• [TASK REQUIREMENTS]:
**a)** In the model evaluation excerpt, repeat everything from "A model evaluation" down to "the target model.".
**b)** According to the model evaluation excerpt, where is the strategy file of an evaluation strategy stored?
**c)** Decide whether each statement agrees with the model evaluation excerpt, answering yes or no and quoting the deciding words: (i) The description of the embodiments is presented as exhaustive. (ii) The strategy system publishes the evaluation strategy to a strategy service. (iii) The execution result includes at least an evaluation result of the target model.

• [SOURCE EXTRACT]:
....
The embodiments of the present disclosure have been described above. The above description is exemplary and not exhaustive, and is not limited to the disclosed embodiments. Many modifications and changes will be apparent to those of ordinary skill in the art without departing from the scope and spirit of the described embodiments. The selection of terms used herein is intended to best explain the principles, practical applications, or technical improvements of the technologies in the market of the embodiments, or to enable other ordinary skilled in the art to understand the embodiments disclosed herein.

The following lists some example implementations of the present disclosure.

Example 1

A model evaluation method, including:

    • based on a user input indicating a selection of an evaluation strategy for evaluating a target model from a plurality of evaluation strategies, sending a request for executing the selected evaluation strategy, where the plurality of evaluation strategies are published on a strategy system, and the strategy system is configured to: create a strategy file of the evaluation strategy, where the strategy file is stored in a database; set a dependency required for executing the evaluation strategy; and publish the evaluation strategy to a strategy service in the strategy system; and
    • obtaining an execution result of the request, where the execution result includes at least an evaluation result of the target model.
....
• [RECORD SET]:
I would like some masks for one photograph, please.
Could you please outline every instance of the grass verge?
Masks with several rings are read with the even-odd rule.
....
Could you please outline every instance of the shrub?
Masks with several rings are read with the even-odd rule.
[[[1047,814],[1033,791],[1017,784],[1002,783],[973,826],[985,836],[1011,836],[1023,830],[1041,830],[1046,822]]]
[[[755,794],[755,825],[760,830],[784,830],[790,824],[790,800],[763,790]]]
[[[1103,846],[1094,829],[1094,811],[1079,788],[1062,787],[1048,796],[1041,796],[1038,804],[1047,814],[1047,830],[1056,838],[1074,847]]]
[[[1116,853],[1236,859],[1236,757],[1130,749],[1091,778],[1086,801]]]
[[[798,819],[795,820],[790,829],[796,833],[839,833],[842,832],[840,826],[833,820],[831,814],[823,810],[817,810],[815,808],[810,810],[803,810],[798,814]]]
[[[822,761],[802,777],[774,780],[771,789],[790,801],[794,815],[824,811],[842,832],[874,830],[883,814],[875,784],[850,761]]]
....
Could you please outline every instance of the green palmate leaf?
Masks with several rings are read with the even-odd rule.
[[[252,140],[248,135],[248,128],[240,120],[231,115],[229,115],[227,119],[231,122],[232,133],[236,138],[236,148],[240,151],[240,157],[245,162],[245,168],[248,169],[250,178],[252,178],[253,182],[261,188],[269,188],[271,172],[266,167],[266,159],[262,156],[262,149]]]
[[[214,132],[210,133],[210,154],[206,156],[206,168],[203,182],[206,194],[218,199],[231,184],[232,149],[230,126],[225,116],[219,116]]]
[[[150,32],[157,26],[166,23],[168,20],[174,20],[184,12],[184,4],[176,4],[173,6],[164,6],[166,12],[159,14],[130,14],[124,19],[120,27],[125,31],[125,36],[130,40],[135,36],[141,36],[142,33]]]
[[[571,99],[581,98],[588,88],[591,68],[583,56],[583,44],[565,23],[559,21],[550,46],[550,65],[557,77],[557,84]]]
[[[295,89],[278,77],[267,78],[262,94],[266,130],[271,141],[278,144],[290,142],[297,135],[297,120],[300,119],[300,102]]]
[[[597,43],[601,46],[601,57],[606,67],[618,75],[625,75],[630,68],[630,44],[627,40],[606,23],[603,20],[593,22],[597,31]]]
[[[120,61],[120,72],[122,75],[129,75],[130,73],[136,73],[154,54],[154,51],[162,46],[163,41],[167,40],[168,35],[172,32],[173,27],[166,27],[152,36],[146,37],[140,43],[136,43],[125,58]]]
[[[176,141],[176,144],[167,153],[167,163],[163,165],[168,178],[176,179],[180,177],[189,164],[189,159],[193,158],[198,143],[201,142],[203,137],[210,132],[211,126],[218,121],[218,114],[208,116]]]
....
• [RESULTS OF THE TASKS]:
**a)**
A model evaluation method, including:

    • based on a user input indicating a selection of an evaluation strategy for evaluating a target model from a plurality of evaluation strategies, sending a request for executing the selected evaluation strategy, where the plurality of evaluation strategies are published on a strategy system, and the strategy system is configured to: create a strategy file of the evaluation strategy, where the strategy file is stored in a database; set a dependency required for executing the evaluation strategy; and publish the evaluation strategy to a strategy service in the strategy system; and
    • obtaining an execution result of the request, where the execution result includes at least an evaluation result of the target model.

**b)** In a database.

**c)**
(i) No: "The above description is exemplary and not exhaustive"
(ii) Yes: "publish the evaluation strategy to a strategy service in the strategy system"
(iii) Yes: "the execution result includes at least an evaluation result of the target model"